Records to use:
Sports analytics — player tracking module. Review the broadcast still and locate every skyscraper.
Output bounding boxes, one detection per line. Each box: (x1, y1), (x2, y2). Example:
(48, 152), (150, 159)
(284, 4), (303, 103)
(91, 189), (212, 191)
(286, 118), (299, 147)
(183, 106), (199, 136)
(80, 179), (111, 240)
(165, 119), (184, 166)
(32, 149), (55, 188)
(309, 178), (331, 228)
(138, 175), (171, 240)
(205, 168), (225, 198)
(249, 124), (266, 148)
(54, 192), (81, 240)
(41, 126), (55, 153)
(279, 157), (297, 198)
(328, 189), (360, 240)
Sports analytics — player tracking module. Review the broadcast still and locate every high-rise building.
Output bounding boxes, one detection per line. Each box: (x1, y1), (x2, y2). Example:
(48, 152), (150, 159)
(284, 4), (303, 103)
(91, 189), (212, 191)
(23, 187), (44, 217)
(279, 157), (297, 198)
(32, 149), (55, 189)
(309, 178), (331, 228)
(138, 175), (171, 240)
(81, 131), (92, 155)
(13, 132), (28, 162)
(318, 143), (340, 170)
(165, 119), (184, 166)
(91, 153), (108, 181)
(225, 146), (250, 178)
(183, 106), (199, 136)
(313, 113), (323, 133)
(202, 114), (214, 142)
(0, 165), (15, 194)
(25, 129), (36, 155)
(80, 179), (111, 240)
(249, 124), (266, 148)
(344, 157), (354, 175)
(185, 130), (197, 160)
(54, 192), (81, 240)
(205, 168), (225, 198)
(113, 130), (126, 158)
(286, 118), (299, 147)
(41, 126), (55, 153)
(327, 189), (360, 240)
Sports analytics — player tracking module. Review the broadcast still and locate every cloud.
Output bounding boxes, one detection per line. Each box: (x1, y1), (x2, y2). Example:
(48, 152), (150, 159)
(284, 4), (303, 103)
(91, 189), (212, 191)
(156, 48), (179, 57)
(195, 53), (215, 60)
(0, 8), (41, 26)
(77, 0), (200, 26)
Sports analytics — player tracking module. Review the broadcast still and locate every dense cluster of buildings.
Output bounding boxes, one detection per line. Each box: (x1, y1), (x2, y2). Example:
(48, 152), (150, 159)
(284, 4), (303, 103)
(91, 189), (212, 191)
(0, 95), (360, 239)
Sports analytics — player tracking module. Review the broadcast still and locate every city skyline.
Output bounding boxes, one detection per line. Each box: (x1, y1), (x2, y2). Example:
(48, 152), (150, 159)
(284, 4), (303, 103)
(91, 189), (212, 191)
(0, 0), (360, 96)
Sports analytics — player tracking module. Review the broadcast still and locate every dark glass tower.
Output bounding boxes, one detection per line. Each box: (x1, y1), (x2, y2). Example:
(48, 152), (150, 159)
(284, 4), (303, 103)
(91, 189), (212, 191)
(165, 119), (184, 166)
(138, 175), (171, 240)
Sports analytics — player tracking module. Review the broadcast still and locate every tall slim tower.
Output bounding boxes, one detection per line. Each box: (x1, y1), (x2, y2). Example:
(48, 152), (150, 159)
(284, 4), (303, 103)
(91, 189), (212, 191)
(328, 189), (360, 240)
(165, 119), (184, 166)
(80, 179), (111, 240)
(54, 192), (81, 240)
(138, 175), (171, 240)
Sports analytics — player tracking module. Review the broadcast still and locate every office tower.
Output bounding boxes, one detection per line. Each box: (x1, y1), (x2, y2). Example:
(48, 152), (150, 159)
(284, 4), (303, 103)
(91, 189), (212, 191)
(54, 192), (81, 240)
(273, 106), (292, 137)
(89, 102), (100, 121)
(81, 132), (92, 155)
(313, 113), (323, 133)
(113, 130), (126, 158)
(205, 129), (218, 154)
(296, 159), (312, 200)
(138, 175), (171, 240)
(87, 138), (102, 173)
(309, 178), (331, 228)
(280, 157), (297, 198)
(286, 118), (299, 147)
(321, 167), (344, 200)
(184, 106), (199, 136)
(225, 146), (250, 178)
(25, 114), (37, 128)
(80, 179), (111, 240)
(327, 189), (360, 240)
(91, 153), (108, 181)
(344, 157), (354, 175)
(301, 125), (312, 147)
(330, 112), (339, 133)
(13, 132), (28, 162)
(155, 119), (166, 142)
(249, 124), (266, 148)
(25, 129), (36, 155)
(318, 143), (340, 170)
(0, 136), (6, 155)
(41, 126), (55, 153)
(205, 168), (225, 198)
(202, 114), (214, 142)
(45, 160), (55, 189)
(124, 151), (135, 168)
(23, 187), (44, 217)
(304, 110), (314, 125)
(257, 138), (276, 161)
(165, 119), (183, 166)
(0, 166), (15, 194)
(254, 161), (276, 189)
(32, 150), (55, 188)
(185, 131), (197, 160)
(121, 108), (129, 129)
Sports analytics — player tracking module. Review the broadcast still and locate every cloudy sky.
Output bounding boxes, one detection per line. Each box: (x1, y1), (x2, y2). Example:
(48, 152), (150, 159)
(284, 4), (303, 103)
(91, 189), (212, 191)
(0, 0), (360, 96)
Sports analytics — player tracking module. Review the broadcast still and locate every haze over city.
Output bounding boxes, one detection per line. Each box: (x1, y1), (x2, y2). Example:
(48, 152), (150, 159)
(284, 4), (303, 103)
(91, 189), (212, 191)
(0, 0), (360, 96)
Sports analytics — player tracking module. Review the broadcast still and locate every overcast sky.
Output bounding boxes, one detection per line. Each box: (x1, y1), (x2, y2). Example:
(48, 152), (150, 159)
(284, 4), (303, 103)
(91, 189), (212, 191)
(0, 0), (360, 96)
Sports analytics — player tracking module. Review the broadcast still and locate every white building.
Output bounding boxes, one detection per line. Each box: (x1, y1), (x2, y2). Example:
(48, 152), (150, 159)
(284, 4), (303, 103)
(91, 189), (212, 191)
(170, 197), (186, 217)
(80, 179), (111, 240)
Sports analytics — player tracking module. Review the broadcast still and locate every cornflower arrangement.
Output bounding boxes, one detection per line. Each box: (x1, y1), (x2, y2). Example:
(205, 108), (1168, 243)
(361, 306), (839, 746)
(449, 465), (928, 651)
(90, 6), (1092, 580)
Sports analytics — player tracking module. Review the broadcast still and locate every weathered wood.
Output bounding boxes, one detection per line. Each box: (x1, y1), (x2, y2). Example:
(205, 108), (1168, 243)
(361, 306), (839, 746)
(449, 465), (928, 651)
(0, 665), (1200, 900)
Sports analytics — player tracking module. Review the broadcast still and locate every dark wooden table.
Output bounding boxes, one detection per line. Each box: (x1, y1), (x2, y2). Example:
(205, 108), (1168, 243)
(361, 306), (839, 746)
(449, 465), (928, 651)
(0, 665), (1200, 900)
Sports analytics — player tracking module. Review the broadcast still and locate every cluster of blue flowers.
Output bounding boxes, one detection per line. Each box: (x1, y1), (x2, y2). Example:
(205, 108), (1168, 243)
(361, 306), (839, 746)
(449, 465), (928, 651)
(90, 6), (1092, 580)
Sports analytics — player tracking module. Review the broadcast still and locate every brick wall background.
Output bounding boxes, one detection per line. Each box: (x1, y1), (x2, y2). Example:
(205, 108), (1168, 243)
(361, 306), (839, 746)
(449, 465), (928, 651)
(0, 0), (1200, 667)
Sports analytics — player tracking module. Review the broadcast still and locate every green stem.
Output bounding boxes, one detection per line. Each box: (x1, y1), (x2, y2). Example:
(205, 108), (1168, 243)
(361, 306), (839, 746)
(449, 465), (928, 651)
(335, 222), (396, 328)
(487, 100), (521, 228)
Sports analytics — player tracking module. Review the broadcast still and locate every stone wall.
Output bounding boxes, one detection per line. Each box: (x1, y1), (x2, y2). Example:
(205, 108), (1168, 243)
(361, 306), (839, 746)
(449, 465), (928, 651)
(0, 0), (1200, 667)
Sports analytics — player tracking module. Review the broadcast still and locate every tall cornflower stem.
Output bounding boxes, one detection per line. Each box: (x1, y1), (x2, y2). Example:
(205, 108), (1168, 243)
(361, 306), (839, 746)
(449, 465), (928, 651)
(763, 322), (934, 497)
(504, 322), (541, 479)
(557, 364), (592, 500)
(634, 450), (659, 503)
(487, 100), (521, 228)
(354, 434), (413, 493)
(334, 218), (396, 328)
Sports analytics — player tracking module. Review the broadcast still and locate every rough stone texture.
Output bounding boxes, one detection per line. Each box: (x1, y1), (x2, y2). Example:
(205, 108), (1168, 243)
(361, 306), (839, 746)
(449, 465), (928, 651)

Work required: Rewrite the records starting at the line containing "every stone wall." and ending at the end of the records, swapping "broadcast still" for "match frame" and leaving everything else unchanged.

Solution to this task:
Sports analytics — player tracking module. Review the match frame and locate every stone wall.
Output bounding boxes, one detection per line. Each box: (x1, y1), (x2, y2). Example:
(205, 108), (1168, 243)
(361, 306), (839, 746)
(449, 465), (928, 651)
(0, 0), (1200, 667)
Sports analytics — player tracking module. Review the match frame and locate every tall cornflower stem.
Output bounding boxes, one detection per line. Each box: (x1, y1), (x2, y2). Example:
(205, 108), (1168, 243)
(361, 306), (839, 746)
(449, 465), (928, 651)
(763, 322), (934, 497)
(504, 322), (541, 479)
(557, 364), (592, 500)
(634, 450), (659, 503)
(487, 100), (521, 228)
(354, 434), (413, 493)
(334, 218), (396, 328)
Sports analytics — player tracking module. Review the match frame and locate every rough stone texture.
Output bounding boxes, one detection per line. Each box: (x1, y1), (x2, y2). Example:
(205, 108), (1168, 243)
(361, 306), (839, 746)
(449, 465), (928, 651)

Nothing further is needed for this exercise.